Records excerpted from a collection
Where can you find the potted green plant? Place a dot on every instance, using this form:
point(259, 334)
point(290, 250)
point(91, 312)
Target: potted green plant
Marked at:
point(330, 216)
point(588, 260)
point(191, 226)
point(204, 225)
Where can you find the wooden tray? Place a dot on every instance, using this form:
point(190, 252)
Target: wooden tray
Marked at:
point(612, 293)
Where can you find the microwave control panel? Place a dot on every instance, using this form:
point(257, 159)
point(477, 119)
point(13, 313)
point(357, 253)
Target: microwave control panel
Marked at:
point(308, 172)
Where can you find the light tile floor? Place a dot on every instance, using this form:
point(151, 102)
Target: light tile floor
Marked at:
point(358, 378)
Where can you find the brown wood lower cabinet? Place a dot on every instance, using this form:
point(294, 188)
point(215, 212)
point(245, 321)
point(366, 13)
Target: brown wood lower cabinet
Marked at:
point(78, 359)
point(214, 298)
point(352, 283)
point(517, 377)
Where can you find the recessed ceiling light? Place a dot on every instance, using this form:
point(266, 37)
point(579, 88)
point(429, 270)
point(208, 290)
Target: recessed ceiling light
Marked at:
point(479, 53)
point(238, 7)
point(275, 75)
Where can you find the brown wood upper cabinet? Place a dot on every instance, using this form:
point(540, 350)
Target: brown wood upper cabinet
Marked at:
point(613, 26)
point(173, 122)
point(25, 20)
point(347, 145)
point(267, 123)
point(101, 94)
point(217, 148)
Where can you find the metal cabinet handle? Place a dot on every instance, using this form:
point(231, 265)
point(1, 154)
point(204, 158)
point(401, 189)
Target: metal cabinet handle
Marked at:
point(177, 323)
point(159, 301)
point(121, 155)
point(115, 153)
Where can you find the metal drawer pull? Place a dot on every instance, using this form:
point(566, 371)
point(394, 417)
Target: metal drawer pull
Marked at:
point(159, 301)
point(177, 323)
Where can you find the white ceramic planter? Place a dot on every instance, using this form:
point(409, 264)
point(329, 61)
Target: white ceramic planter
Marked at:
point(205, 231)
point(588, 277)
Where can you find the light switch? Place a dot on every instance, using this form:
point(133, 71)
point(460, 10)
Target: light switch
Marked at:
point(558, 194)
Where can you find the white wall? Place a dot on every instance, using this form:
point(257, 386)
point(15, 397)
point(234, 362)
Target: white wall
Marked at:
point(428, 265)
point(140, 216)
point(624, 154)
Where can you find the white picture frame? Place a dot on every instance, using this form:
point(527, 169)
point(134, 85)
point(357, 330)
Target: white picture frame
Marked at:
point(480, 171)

Problem description:
Each record above should be given again exactly as it appears.

Response to the exercise:
Where can you find the potted green plant? Place a dot on every instance, using this form:
point(259, 334)
point(290, 250)
point(91, 312)
Target: potted green plant
Marked at:
point(330, 216)
point(588, 260)
point(191, 226)
point(204, 225)
Where can you find the wooden tray? Place a dot on every instance, using this form:
point(190, 252)
Target: wooden tray
Marked at:
point(612, 293)
Where can you find the microwave control panel? Place a dot on every instance, using this form:
point(257, 159)
point(477, 119)
point(13, 313)
point(357, 253)
Target: microwave control panel
Marked at:
point(308, 172)
Where can you find the light tile floor? Place a dot on every instance, using this form:
point(151, 102)
Target: light tile floor
Marked at:
point(358, 378)
Where can you find the brown wood lower cabinet? Place a dot on every instance, using this form:
point(294, 188)
point(215, 212)
point(245, 321)
point(366, 13)
Target: brown wood lower cabinet
Marked at:
point(78, 359)
point(214, 298)
point(352, 283)
point(517, 377)
Where can you find the recessed ceiling light? Place a dot on every instance, using this form:
point(266, 37)
point(579, 88)
point(429, 270)
point(208, 290)
Target: recessed ceiling light
Marked at:
point(479, 53)
point(238, 7)
point(275, 75)
Where can you find the brown wood upper cabinet? Place a dot on every instance, using this form:
point(540, 350)
Target: brown wood upper cabinet
Marked at:
point(613, 26)
point(173, 122)
point(25, 20)
point(347, 145)
point(267, 123)
point(101, 94)
point(217, 148)
Where can you find the metal cabinet handle? Place a dot on every instance, using this form:
point(231, 265)
point(1, 154)
point(204, 158)
point(401, 189)
Target: metal cabinet handle
Marked at:
point(177, 323)
point(159, 301)
point(121, 155)
point(115, 153)
Where can you find the metal drawer pull? Place a dot on every instance, using this form:
point(566, 371)
point(394, 417)
Target: metal drawer pull
Marked at:
point(159, 301)
point(177, 323)
Where can you find the white ceramic planter? Place a dot on every instance, using this form:
point(409, 264)
point(329, 61)
Target: white ceramic planter
Marked at:
point(205, 231)
point(588, 277)
Where can you find the light switch? Place a dot on every instance, using this form:
point(133, 71)
point(460, 10)
Target: light switch
Marked at:
point(558, 194)
Where can you find the white wall? Place a dot on every instance, using this form:
point(257, 386)
point(15, 397)
point(234, 362)
Target: white wall
Marked at:
point(428, 265)
point(140, 216)
point(624, 154)
Where can you find the white picture frame? Place a dot on every instance, using this form:
point(527, 169)
point(134, 85)
point(357, 330)
Target: white picture frame
Marked at:
point(480, 171)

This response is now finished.